__EXERCISE GOAL__
Give back the full data, retyped precisely.
....................
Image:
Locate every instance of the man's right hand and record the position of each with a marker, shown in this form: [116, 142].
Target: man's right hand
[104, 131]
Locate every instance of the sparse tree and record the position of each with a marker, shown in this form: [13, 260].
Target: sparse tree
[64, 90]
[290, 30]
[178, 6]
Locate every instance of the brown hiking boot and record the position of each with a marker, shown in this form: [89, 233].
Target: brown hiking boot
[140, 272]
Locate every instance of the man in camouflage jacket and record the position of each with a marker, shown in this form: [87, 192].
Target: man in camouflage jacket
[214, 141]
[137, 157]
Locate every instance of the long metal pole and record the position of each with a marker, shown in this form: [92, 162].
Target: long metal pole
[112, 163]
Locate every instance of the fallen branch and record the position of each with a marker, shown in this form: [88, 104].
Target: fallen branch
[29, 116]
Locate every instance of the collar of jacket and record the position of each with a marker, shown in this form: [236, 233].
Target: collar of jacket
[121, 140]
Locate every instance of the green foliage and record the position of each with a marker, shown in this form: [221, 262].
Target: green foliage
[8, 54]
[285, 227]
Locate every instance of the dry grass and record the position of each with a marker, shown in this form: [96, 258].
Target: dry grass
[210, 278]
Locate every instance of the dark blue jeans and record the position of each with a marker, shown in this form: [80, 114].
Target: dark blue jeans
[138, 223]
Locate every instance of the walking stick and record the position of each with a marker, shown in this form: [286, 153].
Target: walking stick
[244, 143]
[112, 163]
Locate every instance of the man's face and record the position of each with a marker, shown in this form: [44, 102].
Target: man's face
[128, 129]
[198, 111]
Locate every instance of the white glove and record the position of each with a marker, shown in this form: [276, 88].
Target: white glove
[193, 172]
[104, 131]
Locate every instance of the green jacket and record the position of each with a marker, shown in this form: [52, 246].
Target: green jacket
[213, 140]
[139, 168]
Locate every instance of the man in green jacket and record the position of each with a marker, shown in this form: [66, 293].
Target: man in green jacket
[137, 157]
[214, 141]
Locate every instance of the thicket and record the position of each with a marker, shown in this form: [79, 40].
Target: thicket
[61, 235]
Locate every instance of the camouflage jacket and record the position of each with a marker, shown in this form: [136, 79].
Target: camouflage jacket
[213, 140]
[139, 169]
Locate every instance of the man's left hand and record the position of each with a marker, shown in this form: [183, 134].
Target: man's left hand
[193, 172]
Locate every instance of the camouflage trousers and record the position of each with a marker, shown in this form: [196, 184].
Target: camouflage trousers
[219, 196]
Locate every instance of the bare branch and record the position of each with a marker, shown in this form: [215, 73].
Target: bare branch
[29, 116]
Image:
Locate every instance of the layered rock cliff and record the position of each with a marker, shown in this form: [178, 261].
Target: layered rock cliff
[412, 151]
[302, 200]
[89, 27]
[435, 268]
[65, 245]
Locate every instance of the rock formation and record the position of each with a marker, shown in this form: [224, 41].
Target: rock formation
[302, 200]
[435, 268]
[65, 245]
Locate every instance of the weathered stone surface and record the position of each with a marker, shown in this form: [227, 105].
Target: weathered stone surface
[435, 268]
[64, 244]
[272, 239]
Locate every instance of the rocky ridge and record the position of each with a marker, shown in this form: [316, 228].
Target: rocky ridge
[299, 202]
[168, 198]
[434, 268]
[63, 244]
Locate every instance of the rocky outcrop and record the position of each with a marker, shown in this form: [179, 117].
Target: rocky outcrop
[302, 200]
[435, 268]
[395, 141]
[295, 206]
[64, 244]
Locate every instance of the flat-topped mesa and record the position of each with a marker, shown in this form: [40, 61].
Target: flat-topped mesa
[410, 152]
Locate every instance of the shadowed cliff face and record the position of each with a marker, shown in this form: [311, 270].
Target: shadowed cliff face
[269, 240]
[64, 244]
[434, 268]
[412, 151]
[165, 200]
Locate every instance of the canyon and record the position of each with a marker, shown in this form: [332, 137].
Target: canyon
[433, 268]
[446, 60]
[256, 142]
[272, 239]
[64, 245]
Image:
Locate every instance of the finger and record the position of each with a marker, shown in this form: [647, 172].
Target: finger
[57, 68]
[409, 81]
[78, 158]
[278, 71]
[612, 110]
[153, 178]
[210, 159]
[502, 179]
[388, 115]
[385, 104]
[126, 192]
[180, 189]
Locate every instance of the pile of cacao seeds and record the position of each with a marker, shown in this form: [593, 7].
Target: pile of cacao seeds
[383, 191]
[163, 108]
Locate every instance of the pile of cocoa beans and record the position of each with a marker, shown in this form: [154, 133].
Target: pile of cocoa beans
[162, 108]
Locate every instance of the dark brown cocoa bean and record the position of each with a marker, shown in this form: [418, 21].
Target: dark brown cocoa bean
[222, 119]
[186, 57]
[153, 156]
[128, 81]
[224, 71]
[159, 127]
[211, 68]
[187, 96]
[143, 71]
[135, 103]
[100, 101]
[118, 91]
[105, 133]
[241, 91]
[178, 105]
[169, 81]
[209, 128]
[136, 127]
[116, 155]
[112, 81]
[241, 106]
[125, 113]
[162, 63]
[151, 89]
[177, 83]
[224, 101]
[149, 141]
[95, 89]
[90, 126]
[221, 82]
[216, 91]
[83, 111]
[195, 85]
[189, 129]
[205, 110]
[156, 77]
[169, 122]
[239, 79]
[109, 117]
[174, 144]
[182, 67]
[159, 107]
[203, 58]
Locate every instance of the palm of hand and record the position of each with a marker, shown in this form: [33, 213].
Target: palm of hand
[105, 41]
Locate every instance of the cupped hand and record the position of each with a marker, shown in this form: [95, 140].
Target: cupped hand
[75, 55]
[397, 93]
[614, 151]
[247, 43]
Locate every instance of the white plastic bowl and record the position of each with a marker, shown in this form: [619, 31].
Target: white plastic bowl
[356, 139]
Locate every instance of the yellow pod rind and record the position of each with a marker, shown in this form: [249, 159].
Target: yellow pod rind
....................
__SOLUTION FOR THIS EXERCISE__
Image:
Locate every instance of the man's right hand and record the position of each with a marker, shown in this form: [116, 142].
Target: man's right hand
[104, 131]
Locate every instance of the sparse tree and record the position of each with a marker, shown in this form: [13, 260].
Target: sparse tree
[64, 90]
[290, 30]
[178, 6]
Locate every instance of the brown hiking boot and record the position of each with a marker, shown in this form: [89, 233].
Target: brown hiking boot
[140, 272]
Locate every instance of the man in camouflage jacket and record the position of each with a marker, shown in this form: [87, 192].
Target: man in camouflage jacket
[214, 141]
[137, 157]
Locate every instance of the long metal pole and record the position of each with a marker, shown in this form: [92, 162].
Target: long metal pole
[112, 163]
Locate every instance of the fallen branch and record the position of each with a marker, shown in this form: [88, 104].
Target: fallen branch
[29, 116]
Locate every instance of the collar of jacket and record the position of each with a marker, shown in this form: [236, 233].
Target: collar of jacket
[121, 140]
Locate every instance of the green foliage and record the position of each with a marker, shown in this form: [221, 262].
Target: green foliage
[8, 54]
[285, 227]
Locate every instance of the dry grass and record the position of each with a marker, shown in this form: [96, 258].
Target: dry grass
[210, 278]
Locate every instance of the dark blue jeans and record the position of each with a marker, shown in this form: [80, 114].
Target: dark blue jeans
[138, 223]
Locate every instance of the walking stick and record the position of each with a marker, shown in this form: [286, 153].
Target: walking stick
[244, 143]
[112, 163]
Locate every instance of the man's face and record the position of each with a marker, shown in this form: [44, 102].
Target: man's face
[128, 129]
[198, 111]
Locate every instance of the white glove and record the position of each with a marker, shown in this form: [276, 88].
Target: white glove
[193, 172]
[104, 131]
Locate every instance of the green jacket and record the position of each with a marker, shown in this form: [52, 246].
Target: green jacket
[213, 140]
[139, 168]
Locate every instance of the man in green jacket and record the position of each with a marker, shown in this form: [66, 293].
Target: man in green jacket
[137, 157]
[214, 141]
Locate every instance of the thicket and record the position of each with a marker, shown in this form: [79, 40].
Target: thicket
[61, 235]
Locate every instance of the camouflage jacket and record the position of each with a marker, shown in this form: [136, 79].
Target: camouflage jacket
[213, 140]
[139, 169]
Locate every instance of the man's left hand and record the position of each with a marker, shown in this form: [183, 134].
Target: man's left hand
[193, 172]
Locate every instance of the camouflage trousers and record the position of each with a marker, shown in this form: [196, 184].
Target: camouflage trousers
[219, 196]
Locate every instance of the bare branch and record the position of each with a marker, shown in this form: [215, 73].
Target: bare branch
[29, 116]
Image:
Locate every instance of the layered rock cliff and record the position of each with a marker, shown in this form: [178, 261].
Target: layered rock cliff
[412, 151]
[302, 200]
[89, 27]
[435, 268]
[65, 245]
Locate every instance of the rock formation and record the position of each with a marker, shown in this form: [224, 41].
Target: rock formation
[302, 200]
[435, 268]
[65, 245]
Locate every instance of the weathered stone surface and record the position of each with a marker, shown in this form: [227, 105].
Target: weathered stone surface
[435, 268]
[64, 244]
[272, 239]
Locate every instance of the rocky ridge and record the position of each with a marker, shown in this form: [316, 228].
Target: rocky ridge
[299, 202]
[168, 198]
[434, 268]
[63, 244]
Locate every instance of the rocky outcrop and record the position of each with a marker, shown in this form: [179, 117].
Target: rocky outcrop
[302, 200]
[435, 268]
[395, 141]
[295, 206]
[64, 244]
Locate every instance of the flat-topped mesa and record the position of each with a marker, shown in this form: [40, 61].
Target: flat-topped mesa
[410, 152]
Locate every instance of the shadowed cliff face and record the position of each with a marker, shown in this form: [311, 270].
Target: shadowed cliff face
[269, 240]
[64, 244]
[434, 268]
[412, 151]
[165, 200]
Locate every instance of the canyon and record the position of each with a marker, shown in this form: [332, 137].
Target: canyon
[433, 268]
[446, 60]
[256, 142]
[272, 239]
[64, 245]
Image:
Locate every instance of the finger and record the position of each with a marker, shown in this form: [647, 172].
Target: finger
[57, 68]
[409, 81]
[78, 158]
[278, 71]
[612, 110]
[153, 178]
[210, 159]
[502, 179]
[388, 115]
[385, 104]
[126, 192]
[180, 189]
Locate every instance of the pile of cacao seeds and record the position of each with a marker, shown in this form: [593, 7].
Target: pile of cacao seeds
[383, 191]
[163, 108]
Locate every instance of the pile of cocoa beans and record the position of each with a marker, shown in this form: [154, 133].
Target: pile of cocoa beans
[162, 108]
Locate every instance of the dark brown cocoa bean and record the position of each with a marker, shown in this form: [418, 21].
Target: dark brown cocoa bean
[222, 119]
[186, 57]
[153, 156]
[128, 81]
[224, 71]
[159, 127]
[211, 68]
[187, 96]
[143, 71]
[135, 103]
[100, 101]
[118, 91]
[105, 133]
[241, 91]
[178, 105]
[169, 81]
[209, 128]
[136, 127]
[116, 155]
[112, 81]
[241, 106]
[125, 113]
[162, 63]
[151, 89]
[177, 83]
[224, 101]
[149, 141]
[95, 89]
[90, 126]
[221, 82]
[216, 91]
[83, 111]
[195, 85]
[189, 129]
[205, 110]
[156, 77]
[169, 122]
[239, 79]
[109, 117]
[174, 144]
[182, 67]
[159, 107]
[203, 58]
Locate every instance of the palm of hand and record the position of each with a marker, shown in this form: [33, 213].
Target: palm of hand
[105, 41]
Locate every instance of the cupped hand and record the position of each with a marker, shown in this form: [95, 140].
Target: cupped hand
[75, 55]
[397, 93]
[614, 151]
[247, 43]
Locate every instance of the white plastic bowl and record the position of each with a marker, shown in this form: [619, 31].
Target: white plastic bowl
[356, 139]
Locate every instance of the yellow pod rind and record the position of each with a marker, shown in this form: [249, 159].
Target: yellow pod rind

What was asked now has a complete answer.